** Start Record extracts **

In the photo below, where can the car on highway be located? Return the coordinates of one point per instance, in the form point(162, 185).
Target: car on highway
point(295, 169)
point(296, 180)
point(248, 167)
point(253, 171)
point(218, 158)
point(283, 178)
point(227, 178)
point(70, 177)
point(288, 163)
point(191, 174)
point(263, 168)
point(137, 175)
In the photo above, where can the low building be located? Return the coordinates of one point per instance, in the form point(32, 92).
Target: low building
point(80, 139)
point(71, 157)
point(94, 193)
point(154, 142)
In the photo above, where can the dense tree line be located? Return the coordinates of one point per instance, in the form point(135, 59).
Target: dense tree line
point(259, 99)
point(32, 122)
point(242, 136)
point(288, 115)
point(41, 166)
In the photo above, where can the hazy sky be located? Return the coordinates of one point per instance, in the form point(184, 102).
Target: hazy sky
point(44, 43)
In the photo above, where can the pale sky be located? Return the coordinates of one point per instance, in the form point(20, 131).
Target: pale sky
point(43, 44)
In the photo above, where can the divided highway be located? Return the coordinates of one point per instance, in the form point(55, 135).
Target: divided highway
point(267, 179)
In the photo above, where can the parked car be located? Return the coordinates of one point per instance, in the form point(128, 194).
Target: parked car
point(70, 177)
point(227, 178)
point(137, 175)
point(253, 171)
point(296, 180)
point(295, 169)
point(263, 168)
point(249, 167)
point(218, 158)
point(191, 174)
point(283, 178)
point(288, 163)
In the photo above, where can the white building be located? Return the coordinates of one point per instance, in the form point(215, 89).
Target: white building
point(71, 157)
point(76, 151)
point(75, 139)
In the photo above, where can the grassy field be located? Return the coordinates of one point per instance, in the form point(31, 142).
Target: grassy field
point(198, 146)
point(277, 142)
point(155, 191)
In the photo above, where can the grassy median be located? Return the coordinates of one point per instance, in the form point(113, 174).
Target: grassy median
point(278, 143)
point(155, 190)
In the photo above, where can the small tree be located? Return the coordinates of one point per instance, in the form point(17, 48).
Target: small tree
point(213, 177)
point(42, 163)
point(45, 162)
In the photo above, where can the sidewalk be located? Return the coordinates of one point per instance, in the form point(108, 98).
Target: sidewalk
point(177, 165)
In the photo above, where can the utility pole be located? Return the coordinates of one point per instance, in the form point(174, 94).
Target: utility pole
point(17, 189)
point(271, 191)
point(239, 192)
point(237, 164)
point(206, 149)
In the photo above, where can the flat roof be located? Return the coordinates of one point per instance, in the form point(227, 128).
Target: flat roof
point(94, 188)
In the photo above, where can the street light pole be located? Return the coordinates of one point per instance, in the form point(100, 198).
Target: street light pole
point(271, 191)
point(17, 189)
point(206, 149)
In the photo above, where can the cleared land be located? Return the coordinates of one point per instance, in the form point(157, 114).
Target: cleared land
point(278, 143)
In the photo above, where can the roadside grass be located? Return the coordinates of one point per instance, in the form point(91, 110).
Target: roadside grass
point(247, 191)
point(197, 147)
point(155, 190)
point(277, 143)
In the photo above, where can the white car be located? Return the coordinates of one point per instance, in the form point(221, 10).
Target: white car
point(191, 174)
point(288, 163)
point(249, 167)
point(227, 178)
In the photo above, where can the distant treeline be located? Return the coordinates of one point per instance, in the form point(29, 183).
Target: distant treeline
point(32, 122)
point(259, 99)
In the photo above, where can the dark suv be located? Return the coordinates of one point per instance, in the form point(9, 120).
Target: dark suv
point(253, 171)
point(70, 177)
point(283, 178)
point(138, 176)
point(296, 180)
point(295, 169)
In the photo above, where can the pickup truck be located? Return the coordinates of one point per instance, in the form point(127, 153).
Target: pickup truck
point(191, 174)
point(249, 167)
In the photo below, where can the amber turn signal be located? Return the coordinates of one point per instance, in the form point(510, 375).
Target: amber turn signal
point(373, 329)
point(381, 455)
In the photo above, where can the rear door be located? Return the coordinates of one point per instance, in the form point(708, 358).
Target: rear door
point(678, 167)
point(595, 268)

** End Record extracts **

**Goal of the exercise**
Reproduce the lines of the records above word for word, beginning with the line that contains "In the photo above, where can the sidewalk" and continuing through the line that contains "point(177, 165)". Include both of those lines.

**Solution**
In the photo above, where can the sidewalk be located? Return the coordinates of one point per instance, in the form point(108, 98).
Target: sidewalk
point(177, 165)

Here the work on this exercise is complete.